ESERCIZI:
a. Riscrivi il passo della sentenza da "18/01/2011 dal Consigliere" fino a "Procuratore Generale Dott." compreso, mettendo "appellante" al posto di "ricorrente".
b. Secondo la sentenza, quale tribunale aveva emesso la decisione contro cui è stato proposto il ricorso?

ARTICOLO:
----------
Sentenza Sentenza Cassazione Civile n. 9373 del 27/04/2011

Cassazione civile sez. I, 27/04/2011, (ud. 18/01/2011, dep. 27/04/2011), n.9373

LA CORTE SUPREMA DI CASSAZIONE

SEZIONE PRIMA CIVILE

Composta dagli Ill.mi Sigg.ri Magistrati:

Dott. MACIOCE Luigi – Presidente –

Dott. DOGLIOTTI Massimo – rel. Consigliere –

Dott. RAGONESI Vittorio – Consigliere –

Dott. GIANCOLA Maria Cristina – Consigliere –

Dott. CAMPANILE Pietro – Consigliere –

ha pronunciato la seguente:

sentenza

sul ricorso 5212/2007 proposto da:

R.F. (C.F. (OMISSIS)), elettivamente

domiciliata in ROMA, VIA CATTARO 28, presso l’avvocato COSENTINO

GIUSEPPE, rappresentata e difesa dall’avvocato QUATTRONE MARIA

ANGELA, giusta procura a margine del ricorso;

– ricorrente –

contro

D.B.;

– intimato –

avverso la sentenza n. 48/2007 del TRIBUNALE di LA SPEZIA, depositata

il 22/01/2007;

udita la relazione della causa svolta nella pubblica udienza del

18/01/2011 dal Consigliere Dott. MASSIMO DOGLIOTTI;

udito, per la ricorrente, l’Avvocato M.A. QUATTRONE che ha chiesto

l’accoglimento del ricorso;

udito il P.M., in persona del Sostituto Procuratore Generale Dott.
----------
MATERIALE FORNITO:
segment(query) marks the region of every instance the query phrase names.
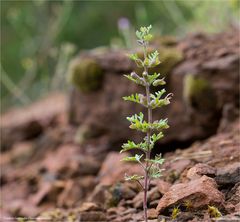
----------
SOLUZIONI:
a.
18/01/2011 dal Consigliere Dott. MASSIMO DOGLIOTTI;

udito, per la appellante, l’Avvocato M.A. QUATTRONE che ha chiesto

l’accoglimento del ricorso;

udito il P.M., in persona del Sostituto Procuratore Generale Dott.

b. Il Tribunale di La Spezia.